╔══
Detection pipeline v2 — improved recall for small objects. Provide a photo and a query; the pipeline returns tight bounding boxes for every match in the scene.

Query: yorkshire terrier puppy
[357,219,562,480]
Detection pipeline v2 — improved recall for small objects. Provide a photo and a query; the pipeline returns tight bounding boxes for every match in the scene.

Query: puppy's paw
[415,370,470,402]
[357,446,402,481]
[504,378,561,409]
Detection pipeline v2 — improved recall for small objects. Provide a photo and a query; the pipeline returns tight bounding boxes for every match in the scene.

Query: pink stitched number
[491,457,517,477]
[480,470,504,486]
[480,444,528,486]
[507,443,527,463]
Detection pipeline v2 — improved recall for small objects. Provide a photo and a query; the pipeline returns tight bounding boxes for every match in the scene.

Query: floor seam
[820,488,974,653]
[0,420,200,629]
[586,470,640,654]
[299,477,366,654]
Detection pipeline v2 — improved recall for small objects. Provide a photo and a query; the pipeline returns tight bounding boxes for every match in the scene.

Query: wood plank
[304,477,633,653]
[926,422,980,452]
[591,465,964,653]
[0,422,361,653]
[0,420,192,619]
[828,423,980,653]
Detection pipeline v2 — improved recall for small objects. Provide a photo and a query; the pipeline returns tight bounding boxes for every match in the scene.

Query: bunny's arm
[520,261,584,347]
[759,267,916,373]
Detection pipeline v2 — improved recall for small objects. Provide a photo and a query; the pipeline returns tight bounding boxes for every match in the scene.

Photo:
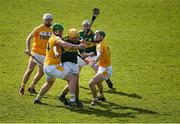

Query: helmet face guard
[94,30,106,43]
[52,23,64,37]
[68,28,79,38]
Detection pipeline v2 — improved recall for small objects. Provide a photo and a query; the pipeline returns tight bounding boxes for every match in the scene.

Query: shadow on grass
[33,95,159,118]
[80,86,142,99]
[64,101,159,118]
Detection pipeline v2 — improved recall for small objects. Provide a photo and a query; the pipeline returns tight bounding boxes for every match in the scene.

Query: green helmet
[52,23,64,31]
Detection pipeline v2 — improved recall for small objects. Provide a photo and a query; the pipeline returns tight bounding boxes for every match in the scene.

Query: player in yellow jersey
[34,24,86,105]
[89,30,112,105]
[19,13,53,95]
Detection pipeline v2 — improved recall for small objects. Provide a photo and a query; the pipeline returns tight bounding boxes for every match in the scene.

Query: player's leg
[19,58,36,95]
[89,74,104,105]
[64,73,77,104]
[92,65,113,89]
[28,66,44,94]
[34,77,55,103]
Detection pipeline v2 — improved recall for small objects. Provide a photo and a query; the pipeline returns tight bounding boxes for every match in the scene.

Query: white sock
[70,94,76,102]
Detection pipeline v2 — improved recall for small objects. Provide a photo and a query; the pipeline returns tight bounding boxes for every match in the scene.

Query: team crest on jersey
[39,32,52,40]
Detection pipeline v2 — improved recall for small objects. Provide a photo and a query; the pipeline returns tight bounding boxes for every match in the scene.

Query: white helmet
[82,20,91,26]
[43,13,53,21]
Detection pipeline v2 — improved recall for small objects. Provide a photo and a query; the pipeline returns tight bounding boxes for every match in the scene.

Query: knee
[26,69,34,74]
[47,79,54,86]
[89,79,94,87]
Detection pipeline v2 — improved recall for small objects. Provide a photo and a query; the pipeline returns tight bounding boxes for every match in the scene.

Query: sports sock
[36,94,42,101]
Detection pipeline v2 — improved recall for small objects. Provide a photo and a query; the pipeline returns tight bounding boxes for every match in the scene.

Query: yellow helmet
[68,28,79,38]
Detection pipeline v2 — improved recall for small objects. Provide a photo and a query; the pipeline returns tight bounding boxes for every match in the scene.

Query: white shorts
[97,66,112,79]
[78,56,97,67]
[32,53,46,65]
[63,62,79,74]
[44,65,69,80]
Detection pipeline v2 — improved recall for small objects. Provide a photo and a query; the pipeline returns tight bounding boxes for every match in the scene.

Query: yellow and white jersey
[96,41,111,67]
[31,24,52,55]
[44,34,62,65]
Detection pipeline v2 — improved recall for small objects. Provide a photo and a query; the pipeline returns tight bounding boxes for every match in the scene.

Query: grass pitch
[0,0,180,123]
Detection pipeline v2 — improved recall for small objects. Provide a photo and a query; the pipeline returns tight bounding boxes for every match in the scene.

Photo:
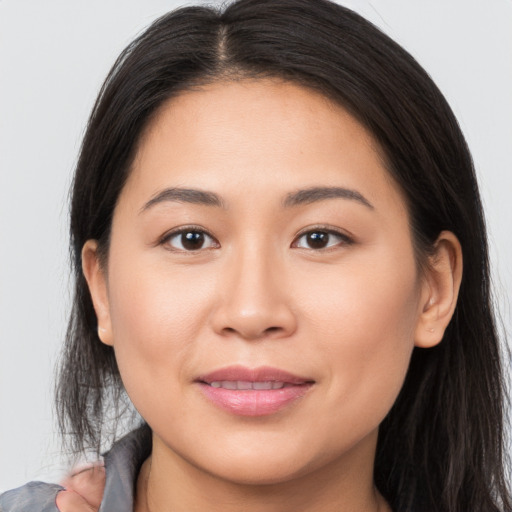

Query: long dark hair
[57,0,512,512]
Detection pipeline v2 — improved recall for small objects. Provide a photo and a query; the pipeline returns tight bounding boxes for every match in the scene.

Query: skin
[78,79,462,512]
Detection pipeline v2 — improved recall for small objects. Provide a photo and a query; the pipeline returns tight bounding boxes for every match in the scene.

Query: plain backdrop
[0,0,512,491]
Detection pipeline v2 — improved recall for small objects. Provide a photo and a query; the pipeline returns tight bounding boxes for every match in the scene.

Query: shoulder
[0,482,64,512]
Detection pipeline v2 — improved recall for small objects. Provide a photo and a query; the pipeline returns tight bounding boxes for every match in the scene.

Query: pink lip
[196,366,314,416]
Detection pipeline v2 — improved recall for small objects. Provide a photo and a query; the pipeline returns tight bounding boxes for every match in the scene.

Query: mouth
[196,366,315,416]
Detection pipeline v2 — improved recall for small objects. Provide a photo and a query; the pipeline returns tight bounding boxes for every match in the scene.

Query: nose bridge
[212,239,295,339]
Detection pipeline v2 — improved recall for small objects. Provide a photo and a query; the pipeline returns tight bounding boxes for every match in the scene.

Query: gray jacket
[0,426,151,512]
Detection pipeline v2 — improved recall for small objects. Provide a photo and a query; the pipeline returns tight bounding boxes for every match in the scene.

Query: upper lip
[197,366,314,384]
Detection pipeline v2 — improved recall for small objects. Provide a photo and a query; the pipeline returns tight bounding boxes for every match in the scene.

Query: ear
[82,240,113,345]
[414,231,462,348]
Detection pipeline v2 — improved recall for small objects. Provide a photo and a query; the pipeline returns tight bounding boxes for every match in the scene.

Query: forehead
[123,79,403,216]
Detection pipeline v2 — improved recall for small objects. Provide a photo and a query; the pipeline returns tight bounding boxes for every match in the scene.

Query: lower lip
[199,382,313,416]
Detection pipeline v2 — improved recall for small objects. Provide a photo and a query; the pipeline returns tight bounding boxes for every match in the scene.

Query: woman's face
[88,80,428,483]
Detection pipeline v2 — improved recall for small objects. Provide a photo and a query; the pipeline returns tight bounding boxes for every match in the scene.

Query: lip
[196,366,315,416]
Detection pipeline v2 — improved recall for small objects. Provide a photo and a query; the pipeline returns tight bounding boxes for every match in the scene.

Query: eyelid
[156,224,220,253]
[291,224,355,252]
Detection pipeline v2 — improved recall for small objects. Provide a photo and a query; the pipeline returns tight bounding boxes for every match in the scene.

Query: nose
[213,250,297,340]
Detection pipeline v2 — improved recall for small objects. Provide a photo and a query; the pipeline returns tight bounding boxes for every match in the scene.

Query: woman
[0,0,511,511]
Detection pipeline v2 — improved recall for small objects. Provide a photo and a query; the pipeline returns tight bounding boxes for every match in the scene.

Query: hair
[56,0,512,512]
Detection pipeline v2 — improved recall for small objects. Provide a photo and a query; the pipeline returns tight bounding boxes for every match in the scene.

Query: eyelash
[159,226,354,253]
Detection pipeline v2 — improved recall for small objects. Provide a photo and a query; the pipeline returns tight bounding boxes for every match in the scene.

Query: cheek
[296,248,420,431]
[109,258,214,417]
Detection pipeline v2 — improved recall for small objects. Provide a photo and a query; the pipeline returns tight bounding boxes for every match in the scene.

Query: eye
[161,228,219,252]
[292,229,353,250]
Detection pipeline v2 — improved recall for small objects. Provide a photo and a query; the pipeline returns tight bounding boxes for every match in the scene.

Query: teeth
[210,380,287,391]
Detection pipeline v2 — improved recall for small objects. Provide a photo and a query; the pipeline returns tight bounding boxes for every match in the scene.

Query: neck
[135,435,391,512]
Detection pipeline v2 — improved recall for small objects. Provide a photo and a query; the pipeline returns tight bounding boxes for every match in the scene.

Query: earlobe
[414,231,462,348]
[82,240,113,345]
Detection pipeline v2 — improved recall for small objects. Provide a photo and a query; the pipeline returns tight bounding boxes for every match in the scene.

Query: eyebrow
[283,187,374,210]
[141,187,374,213]
[141,187,225,213]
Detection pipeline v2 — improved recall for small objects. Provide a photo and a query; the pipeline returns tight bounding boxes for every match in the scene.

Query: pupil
[308,231,329,249]
[181,231,204,251]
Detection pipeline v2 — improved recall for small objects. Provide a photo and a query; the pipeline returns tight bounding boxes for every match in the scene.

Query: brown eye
[165,229,216,251]
[294,230,352,250]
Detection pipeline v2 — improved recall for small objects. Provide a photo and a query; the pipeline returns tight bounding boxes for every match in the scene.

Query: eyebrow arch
[141,187,225,213]
[283,187,375,210]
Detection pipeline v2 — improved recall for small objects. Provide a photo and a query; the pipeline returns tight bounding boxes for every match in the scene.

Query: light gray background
[0,0,512,491]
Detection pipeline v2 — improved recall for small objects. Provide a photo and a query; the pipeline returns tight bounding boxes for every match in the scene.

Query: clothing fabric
[0,425,151,512]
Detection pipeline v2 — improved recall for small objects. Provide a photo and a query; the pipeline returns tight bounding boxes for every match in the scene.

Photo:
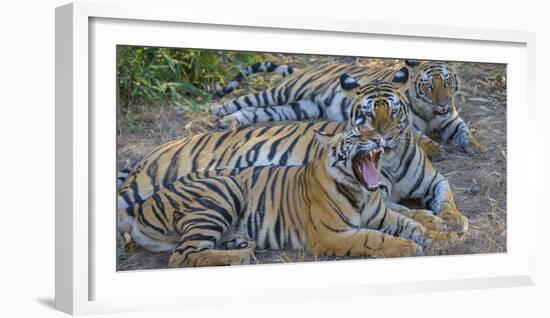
╚══
TASK BRIEF |
Arrange the records from their start through the line containing "[507,443,527,463]" as a two-column CSV with the headers "input" and "output". Give one row for each record, and place the record's text and its answer each in a single quoted field, with line breaks replaced by spaces.

FINAL RESULT |
input,output
"Detection pipeline v2 — improved recall for small objects. Provide a photo and a query; the pipeline returns tight bounding boxes for every match in the scene. Query: yorkshire terrier puppy","[357,219,562,480]"
"Detection pipeline v2 — improved recall for small objects. Provide a photo and a query; the pipeline returns tight bounding boxes for every match in the scene. Query: puppy's paw","[415,370,470,402] [357,446,402,481] [504,378,561,409]"
"Detection pipeline v2 — improved recall for small objects. Provide a photo and a query; the pipeline returns tight bounding boxes for every match in the scene. Query: pink stitched number","[491,457,517,477] [480,470,504,486] [480,444,528,486] [507,443,527,463]"